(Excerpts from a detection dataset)
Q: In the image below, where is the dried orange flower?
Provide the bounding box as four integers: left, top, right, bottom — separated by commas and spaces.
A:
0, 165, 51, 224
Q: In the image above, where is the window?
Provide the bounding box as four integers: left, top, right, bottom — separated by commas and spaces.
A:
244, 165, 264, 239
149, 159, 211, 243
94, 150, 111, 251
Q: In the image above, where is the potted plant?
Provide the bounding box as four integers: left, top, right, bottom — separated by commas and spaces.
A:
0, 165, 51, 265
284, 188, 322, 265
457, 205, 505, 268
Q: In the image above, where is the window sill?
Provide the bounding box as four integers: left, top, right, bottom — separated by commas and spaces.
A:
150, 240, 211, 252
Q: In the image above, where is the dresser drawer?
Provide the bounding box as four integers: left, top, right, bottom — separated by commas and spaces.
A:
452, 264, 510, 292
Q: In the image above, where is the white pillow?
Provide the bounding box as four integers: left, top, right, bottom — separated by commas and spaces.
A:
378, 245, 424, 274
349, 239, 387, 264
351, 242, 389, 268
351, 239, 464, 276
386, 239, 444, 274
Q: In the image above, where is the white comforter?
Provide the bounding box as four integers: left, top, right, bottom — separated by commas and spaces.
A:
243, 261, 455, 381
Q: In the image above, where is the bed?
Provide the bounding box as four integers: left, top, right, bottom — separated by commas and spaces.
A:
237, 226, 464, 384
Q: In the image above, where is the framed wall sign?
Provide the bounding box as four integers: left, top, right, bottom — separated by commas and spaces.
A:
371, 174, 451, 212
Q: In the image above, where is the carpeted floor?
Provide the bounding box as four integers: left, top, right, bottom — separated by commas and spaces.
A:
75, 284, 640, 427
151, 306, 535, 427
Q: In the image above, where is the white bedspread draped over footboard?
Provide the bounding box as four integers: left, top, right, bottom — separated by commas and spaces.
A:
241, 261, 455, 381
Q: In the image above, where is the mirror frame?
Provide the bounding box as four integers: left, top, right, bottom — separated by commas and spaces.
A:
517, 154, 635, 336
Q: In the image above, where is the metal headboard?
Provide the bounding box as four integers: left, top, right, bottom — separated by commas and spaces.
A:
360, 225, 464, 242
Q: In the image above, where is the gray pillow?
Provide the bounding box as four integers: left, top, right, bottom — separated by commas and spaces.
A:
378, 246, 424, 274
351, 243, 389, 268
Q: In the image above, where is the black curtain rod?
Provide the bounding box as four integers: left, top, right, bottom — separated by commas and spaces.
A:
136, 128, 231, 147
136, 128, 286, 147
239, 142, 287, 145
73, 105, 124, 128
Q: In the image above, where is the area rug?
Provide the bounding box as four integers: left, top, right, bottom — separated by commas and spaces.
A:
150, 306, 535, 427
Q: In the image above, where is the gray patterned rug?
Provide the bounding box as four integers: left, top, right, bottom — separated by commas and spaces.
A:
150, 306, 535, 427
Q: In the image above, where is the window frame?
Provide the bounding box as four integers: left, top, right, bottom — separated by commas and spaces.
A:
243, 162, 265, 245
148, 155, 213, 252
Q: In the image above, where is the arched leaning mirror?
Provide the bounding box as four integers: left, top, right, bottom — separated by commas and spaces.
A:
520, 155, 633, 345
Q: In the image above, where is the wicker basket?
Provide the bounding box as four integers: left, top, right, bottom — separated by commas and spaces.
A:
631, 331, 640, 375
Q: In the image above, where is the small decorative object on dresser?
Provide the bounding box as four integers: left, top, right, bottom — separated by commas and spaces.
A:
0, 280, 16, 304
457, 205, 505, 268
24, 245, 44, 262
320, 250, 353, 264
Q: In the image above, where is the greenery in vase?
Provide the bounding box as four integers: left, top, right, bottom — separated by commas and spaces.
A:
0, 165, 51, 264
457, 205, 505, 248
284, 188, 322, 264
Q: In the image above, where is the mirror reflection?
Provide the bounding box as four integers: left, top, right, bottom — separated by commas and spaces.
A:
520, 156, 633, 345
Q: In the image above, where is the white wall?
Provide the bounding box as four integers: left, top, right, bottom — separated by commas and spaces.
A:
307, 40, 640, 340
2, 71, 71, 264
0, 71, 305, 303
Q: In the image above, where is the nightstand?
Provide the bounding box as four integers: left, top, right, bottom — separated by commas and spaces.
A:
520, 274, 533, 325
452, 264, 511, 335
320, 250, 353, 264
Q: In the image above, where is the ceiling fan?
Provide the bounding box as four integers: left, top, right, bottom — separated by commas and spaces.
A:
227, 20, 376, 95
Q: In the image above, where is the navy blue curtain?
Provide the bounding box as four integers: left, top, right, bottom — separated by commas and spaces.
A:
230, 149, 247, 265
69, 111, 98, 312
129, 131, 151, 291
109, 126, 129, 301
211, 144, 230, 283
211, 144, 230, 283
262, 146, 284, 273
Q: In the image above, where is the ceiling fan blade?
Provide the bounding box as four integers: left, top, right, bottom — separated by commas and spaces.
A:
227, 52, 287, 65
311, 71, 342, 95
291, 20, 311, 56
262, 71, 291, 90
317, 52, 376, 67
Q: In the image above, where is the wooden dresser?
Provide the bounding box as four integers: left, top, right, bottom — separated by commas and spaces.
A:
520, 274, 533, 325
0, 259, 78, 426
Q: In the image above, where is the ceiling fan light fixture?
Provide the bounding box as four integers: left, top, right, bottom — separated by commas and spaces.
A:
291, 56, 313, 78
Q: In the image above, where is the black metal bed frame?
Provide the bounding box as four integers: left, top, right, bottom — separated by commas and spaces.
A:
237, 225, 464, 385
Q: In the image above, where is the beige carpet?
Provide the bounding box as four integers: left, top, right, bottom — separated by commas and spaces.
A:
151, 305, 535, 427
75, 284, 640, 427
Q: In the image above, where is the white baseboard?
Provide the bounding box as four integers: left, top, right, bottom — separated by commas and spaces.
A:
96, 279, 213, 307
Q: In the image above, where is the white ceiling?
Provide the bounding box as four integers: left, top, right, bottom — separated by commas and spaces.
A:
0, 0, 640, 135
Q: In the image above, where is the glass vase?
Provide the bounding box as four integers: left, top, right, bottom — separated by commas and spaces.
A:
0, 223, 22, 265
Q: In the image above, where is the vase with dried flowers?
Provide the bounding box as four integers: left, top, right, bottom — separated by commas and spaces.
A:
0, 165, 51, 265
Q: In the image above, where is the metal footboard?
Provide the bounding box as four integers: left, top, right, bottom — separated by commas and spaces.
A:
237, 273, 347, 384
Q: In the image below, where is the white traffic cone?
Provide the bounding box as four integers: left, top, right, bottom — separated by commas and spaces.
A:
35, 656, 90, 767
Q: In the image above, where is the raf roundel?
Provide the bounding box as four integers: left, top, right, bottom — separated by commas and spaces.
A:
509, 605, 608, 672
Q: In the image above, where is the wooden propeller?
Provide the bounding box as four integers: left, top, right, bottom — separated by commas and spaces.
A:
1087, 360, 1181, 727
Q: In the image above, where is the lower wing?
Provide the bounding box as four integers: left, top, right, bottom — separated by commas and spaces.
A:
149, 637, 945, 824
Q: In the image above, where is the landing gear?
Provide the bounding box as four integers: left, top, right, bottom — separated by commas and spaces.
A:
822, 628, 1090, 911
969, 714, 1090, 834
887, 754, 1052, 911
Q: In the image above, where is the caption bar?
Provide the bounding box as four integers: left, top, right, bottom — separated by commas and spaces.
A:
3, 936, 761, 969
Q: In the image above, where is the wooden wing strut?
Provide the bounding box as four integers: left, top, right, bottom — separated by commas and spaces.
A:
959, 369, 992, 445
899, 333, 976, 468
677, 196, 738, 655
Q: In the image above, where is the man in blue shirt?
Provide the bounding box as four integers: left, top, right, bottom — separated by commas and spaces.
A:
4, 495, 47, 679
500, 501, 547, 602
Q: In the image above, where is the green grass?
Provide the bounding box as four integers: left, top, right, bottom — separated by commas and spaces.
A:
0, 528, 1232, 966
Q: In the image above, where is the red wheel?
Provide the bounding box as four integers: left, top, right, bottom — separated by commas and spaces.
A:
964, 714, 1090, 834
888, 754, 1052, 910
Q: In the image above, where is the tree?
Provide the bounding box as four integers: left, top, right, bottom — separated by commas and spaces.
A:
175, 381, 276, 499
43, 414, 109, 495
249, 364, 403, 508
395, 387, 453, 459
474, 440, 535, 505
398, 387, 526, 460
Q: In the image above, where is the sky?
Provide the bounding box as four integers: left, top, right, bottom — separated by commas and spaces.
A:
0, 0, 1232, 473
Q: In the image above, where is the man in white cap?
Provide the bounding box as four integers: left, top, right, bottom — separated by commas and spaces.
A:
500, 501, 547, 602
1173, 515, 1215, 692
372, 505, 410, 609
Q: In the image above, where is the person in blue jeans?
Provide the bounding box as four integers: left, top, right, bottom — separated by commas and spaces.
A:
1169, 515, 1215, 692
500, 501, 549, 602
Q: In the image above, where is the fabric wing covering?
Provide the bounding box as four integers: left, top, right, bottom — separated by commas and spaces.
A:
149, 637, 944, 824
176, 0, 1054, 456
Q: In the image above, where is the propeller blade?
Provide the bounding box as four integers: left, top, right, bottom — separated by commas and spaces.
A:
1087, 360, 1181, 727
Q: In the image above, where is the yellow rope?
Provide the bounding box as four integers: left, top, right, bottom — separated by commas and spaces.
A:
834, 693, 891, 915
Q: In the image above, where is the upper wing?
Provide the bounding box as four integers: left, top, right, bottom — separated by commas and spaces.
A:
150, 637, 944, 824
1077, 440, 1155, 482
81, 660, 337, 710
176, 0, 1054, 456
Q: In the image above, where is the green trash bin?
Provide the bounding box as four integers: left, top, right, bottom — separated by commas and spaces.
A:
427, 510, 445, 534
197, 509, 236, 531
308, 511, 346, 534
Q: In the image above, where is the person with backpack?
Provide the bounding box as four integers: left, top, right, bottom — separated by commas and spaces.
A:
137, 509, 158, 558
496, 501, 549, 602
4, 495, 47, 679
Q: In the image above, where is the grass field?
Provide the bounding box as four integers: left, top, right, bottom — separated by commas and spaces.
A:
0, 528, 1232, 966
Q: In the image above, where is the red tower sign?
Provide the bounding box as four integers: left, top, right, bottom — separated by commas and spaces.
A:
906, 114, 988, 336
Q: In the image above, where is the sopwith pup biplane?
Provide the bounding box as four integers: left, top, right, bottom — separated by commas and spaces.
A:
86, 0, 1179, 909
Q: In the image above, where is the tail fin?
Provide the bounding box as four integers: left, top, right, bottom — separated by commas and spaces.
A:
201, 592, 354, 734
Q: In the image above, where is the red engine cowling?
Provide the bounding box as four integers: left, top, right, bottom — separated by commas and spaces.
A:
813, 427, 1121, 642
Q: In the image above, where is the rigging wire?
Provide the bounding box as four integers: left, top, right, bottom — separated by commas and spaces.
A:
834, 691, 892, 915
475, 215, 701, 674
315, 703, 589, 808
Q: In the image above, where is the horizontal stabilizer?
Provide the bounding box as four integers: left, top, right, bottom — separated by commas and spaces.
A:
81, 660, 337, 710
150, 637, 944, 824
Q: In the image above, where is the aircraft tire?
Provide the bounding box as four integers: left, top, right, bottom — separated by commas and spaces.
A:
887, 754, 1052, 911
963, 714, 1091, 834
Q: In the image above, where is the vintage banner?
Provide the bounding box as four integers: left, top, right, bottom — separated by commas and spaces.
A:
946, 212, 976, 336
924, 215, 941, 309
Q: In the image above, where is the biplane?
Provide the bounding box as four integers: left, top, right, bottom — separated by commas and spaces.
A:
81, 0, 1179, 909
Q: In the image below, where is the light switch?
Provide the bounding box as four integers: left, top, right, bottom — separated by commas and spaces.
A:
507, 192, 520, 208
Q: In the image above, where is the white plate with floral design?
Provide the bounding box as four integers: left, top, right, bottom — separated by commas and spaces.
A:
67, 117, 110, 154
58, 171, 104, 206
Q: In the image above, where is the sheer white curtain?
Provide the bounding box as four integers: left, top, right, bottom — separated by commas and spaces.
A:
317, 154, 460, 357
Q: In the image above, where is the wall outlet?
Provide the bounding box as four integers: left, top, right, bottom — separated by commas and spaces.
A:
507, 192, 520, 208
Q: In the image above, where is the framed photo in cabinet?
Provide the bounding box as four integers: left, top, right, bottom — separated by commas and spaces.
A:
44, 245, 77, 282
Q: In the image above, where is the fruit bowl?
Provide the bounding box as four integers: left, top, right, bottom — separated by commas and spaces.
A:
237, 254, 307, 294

Task requirements - Repeat the part of the data above that begins with its very first line and ends with the line containing "0, 165, 51, 224", with both of those lines included.

Problem solution -
Q: In the image below, where is the dried orange flower?
Provide the bounding box as four integers: left, top, right, bottom — separated by commas and spaces.
A:
0, 165, 51, 224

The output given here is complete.